» **RECORDS PROVIDED**
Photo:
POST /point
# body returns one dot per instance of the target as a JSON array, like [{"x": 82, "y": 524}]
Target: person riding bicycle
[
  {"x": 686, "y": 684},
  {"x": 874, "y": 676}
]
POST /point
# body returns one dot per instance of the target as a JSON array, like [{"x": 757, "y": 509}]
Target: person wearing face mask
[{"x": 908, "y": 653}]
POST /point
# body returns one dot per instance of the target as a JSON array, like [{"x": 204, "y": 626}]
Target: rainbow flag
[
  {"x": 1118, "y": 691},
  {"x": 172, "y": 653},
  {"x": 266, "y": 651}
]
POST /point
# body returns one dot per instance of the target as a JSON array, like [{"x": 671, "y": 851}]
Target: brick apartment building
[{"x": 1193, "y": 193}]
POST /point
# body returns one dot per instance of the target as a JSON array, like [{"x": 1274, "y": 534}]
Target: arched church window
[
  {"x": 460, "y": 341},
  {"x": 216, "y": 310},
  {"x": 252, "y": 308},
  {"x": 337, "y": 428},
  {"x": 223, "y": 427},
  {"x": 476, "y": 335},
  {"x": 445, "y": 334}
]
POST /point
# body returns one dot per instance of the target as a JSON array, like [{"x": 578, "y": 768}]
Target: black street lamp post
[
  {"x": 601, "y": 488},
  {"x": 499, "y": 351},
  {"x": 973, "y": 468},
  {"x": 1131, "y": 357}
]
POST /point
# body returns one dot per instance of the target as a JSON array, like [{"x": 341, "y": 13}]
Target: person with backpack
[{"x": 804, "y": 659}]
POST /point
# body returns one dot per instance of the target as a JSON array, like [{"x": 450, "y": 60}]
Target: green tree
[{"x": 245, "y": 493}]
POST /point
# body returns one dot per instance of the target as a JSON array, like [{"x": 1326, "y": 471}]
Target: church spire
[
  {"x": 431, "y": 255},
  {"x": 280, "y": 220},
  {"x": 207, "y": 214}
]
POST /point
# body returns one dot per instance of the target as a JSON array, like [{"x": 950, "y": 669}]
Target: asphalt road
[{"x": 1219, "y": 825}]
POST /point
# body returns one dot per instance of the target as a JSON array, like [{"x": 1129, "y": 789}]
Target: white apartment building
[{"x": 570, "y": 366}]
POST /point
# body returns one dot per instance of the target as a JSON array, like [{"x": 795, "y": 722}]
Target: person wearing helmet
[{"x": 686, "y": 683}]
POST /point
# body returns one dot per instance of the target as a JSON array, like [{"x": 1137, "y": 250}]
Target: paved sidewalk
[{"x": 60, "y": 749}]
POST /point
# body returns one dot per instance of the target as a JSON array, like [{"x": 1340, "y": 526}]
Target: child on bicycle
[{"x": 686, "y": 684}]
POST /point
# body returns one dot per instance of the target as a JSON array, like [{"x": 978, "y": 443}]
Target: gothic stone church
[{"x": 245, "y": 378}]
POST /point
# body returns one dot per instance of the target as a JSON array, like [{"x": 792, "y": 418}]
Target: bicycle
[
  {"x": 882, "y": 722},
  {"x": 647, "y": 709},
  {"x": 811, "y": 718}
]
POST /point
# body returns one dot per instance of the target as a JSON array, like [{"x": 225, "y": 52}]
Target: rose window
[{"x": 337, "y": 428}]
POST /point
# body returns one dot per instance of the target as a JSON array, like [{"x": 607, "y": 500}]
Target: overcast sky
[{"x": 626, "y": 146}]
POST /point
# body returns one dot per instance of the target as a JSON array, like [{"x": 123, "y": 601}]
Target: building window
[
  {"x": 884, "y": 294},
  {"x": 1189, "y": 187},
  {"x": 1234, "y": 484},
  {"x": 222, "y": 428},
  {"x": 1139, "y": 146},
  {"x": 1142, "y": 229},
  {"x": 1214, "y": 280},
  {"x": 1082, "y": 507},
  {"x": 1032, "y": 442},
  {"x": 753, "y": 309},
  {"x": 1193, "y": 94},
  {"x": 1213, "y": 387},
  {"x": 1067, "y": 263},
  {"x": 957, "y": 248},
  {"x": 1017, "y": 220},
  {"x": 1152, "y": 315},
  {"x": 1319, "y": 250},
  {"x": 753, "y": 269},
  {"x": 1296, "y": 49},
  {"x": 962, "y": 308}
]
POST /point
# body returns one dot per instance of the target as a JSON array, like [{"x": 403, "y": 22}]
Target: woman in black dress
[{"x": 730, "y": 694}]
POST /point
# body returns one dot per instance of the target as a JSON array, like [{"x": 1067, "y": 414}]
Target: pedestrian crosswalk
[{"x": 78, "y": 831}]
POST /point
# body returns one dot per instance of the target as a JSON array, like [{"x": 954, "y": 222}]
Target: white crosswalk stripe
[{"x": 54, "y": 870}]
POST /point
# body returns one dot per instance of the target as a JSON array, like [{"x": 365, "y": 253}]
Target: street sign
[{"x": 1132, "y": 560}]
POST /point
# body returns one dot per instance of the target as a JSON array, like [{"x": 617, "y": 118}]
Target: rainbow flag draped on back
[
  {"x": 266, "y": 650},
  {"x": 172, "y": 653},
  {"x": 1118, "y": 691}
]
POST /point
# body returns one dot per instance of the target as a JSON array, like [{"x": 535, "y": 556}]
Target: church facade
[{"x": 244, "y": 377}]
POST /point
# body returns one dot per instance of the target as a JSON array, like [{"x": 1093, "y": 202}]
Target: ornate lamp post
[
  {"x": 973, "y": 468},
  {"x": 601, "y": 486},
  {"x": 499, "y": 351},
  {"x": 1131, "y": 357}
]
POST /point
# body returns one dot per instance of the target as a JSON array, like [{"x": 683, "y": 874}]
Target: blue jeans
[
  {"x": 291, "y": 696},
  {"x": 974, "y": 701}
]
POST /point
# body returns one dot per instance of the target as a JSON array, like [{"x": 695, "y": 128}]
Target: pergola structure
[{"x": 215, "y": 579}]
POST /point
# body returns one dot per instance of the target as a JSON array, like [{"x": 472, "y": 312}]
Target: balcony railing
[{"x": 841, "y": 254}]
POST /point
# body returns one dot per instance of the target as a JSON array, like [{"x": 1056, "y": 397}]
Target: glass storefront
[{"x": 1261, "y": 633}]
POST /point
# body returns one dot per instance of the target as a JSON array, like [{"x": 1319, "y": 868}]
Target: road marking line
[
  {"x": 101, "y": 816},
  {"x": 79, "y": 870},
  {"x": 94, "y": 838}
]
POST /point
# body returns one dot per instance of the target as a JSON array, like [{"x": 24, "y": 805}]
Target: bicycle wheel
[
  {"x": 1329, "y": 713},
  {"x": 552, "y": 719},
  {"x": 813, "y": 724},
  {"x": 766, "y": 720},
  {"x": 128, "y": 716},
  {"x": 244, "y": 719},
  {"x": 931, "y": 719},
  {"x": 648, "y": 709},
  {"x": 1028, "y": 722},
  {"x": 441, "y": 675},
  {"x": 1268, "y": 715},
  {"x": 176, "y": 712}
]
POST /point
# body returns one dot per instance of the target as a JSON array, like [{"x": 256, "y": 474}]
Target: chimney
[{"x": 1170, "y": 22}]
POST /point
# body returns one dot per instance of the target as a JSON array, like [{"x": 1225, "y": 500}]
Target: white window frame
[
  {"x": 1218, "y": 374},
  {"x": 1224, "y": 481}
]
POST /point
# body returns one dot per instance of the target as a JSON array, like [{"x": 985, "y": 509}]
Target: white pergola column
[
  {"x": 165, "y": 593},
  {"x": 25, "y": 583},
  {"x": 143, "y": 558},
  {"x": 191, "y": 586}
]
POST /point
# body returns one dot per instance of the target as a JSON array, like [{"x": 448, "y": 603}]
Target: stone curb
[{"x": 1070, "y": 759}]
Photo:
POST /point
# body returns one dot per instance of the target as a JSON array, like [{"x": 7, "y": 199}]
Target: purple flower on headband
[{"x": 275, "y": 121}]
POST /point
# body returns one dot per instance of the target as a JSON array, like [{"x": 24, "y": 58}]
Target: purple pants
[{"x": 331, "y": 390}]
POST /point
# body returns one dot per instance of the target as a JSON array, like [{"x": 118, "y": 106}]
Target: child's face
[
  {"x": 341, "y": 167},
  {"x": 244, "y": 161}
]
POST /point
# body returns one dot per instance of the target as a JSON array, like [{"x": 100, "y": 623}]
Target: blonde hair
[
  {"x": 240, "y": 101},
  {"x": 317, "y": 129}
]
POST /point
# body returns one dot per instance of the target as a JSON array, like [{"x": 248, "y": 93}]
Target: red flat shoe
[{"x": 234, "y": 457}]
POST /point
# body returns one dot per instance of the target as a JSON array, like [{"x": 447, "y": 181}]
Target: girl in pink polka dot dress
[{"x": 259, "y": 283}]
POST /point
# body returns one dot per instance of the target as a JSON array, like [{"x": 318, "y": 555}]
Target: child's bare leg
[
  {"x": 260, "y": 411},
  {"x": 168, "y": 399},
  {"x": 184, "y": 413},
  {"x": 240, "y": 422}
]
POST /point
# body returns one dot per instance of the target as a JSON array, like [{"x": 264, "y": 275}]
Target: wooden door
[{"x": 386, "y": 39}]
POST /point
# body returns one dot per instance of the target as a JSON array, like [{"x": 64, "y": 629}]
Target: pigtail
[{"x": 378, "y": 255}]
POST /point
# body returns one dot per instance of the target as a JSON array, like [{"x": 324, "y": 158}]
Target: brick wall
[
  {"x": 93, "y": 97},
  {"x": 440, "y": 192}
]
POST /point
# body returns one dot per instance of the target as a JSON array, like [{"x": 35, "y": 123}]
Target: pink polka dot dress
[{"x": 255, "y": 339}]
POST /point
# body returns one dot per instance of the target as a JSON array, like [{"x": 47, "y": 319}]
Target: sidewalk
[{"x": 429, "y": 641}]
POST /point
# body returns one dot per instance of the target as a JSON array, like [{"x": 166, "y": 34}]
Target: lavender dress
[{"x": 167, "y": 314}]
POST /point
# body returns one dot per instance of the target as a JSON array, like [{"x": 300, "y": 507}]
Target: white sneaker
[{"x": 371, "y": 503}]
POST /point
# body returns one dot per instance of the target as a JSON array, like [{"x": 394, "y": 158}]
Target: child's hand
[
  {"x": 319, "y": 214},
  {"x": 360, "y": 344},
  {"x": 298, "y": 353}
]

» **EXERCISE DETAILS**
Select every line of the records above that contains the word "dress", and copy each one. Case counts.

» **TASK OUTPUT**
Target: woman in black dress
Target: girl in pink polka dot dress
Target: pink polka dot dress
Target: lavender dress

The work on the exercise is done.